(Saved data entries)
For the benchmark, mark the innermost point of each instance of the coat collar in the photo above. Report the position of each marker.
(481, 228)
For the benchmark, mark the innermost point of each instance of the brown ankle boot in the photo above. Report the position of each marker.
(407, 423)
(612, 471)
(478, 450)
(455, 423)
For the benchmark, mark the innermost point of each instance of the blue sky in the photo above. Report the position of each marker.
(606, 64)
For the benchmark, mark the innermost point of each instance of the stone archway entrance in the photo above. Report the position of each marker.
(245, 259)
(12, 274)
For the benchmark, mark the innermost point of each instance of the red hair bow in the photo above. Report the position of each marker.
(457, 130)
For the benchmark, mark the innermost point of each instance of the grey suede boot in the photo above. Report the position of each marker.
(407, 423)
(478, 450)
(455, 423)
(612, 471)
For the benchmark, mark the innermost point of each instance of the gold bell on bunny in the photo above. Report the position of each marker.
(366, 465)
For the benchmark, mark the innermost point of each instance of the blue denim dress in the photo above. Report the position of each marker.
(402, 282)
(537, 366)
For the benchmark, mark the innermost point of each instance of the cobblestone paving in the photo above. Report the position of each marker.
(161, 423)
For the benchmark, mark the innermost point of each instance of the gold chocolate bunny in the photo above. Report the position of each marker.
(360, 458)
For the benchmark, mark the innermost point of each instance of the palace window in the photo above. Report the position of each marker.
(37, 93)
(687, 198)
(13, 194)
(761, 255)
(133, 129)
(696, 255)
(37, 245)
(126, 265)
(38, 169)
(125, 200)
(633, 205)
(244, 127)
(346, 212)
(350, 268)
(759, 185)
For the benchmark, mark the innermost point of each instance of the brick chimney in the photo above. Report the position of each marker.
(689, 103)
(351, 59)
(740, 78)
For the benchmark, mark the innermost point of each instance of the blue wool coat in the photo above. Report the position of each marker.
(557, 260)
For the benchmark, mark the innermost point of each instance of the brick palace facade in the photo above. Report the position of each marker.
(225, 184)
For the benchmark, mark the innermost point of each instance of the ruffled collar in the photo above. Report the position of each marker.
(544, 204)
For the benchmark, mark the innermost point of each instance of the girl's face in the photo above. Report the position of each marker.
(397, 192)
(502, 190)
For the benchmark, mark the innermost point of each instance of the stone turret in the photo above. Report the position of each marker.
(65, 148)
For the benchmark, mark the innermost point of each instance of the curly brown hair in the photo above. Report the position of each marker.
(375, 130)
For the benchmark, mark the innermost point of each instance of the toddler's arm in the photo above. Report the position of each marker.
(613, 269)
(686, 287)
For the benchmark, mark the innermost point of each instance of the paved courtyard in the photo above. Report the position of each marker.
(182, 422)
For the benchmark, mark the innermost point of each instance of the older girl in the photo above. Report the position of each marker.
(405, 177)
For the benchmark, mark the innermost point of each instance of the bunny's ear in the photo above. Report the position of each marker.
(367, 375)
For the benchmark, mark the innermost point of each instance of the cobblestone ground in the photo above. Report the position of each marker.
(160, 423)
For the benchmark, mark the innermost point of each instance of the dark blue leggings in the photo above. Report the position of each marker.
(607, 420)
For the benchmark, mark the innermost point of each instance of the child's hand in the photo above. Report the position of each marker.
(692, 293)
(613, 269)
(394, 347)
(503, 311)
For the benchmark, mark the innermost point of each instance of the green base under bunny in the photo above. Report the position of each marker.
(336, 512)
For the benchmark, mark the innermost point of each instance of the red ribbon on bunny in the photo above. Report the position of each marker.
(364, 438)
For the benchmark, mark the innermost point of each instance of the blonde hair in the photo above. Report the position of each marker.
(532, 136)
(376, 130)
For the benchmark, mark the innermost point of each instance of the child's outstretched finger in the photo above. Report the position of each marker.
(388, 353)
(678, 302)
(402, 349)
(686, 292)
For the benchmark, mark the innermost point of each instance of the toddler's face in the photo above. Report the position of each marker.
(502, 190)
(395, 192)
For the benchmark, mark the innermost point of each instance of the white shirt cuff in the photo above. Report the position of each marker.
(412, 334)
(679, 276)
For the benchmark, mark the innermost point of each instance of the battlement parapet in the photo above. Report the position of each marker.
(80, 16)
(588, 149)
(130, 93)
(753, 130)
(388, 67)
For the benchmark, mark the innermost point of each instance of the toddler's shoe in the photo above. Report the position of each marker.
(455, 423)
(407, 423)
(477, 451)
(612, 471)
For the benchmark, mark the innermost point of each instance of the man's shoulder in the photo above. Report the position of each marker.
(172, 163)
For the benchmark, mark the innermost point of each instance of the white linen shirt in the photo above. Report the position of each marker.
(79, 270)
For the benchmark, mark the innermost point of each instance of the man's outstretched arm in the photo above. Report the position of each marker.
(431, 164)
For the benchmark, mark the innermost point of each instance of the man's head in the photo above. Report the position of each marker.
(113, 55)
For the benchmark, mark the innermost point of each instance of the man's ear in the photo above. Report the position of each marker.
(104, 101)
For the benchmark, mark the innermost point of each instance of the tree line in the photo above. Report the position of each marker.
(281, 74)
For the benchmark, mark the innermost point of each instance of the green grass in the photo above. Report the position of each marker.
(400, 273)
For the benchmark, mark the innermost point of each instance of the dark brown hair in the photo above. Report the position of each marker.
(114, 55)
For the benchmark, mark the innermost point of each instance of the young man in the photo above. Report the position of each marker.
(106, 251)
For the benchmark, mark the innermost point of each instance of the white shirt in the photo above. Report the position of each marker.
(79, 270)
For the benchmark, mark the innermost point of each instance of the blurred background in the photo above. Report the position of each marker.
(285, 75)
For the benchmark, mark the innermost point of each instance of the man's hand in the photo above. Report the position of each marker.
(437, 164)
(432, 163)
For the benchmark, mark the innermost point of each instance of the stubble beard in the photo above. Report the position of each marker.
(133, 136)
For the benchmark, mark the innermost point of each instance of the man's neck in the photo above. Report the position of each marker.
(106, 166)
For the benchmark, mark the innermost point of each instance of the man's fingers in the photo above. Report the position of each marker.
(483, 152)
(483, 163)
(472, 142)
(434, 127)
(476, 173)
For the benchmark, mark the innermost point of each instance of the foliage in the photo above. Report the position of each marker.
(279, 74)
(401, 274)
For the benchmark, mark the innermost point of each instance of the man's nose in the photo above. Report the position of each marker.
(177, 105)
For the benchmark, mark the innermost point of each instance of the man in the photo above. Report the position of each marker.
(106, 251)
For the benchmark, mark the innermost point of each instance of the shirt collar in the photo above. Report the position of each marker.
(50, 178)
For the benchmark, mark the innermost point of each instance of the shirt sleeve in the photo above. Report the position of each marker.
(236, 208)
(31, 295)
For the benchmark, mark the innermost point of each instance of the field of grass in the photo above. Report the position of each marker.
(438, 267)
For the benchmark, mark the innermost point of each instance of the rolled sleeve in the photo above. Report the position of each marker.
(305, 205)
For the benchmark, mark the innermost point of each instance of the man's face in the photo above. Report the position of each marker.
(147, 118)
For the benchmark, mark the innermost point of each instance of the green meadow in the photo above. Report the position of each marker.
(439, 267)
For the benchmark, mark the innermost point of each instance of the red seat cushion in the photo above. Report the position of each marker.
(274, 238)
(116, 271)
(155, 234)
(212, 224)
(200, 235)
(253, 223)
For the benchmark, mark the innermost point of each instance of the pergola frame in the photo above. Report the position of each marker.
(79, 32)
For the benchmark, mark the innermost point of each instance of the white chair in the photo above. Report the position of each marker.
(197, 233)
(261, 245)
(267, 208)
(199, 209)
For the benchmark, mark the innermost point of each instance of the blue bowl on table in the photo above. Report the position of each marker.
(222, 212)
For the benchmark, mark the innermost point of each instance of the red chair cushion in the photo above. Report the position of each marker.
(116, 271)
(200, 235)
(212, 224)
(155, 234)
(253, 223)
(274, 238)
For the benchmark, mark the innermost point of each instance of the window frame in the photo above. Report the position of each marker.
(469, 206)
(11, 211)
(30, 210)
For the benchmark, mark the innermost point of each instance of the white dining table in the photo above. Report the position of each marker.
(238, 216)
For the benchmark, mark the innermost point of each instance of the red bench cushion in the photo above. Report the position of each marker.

=== STATED GOAL ===
Set down, word for word, only the lines running from the line with "of the window" to the last line of the listing above. Both of those lines belong in your answer.

=== RESULT OF THE EXERCISE ===
For the benchmark, mark the innermost point of each instance of the window frame in the photo above. Report the position of each marker.
(469, 206)
(11, 211)
(30, 210)
For the benchmark, mark the innermost point of each instance of the white dining table in the photo above. Report the position of each marker.
(238, 216)
For the benchmark, mark the innermost point of each instance of the red bench cushion in the photo above. Report the position of each marker.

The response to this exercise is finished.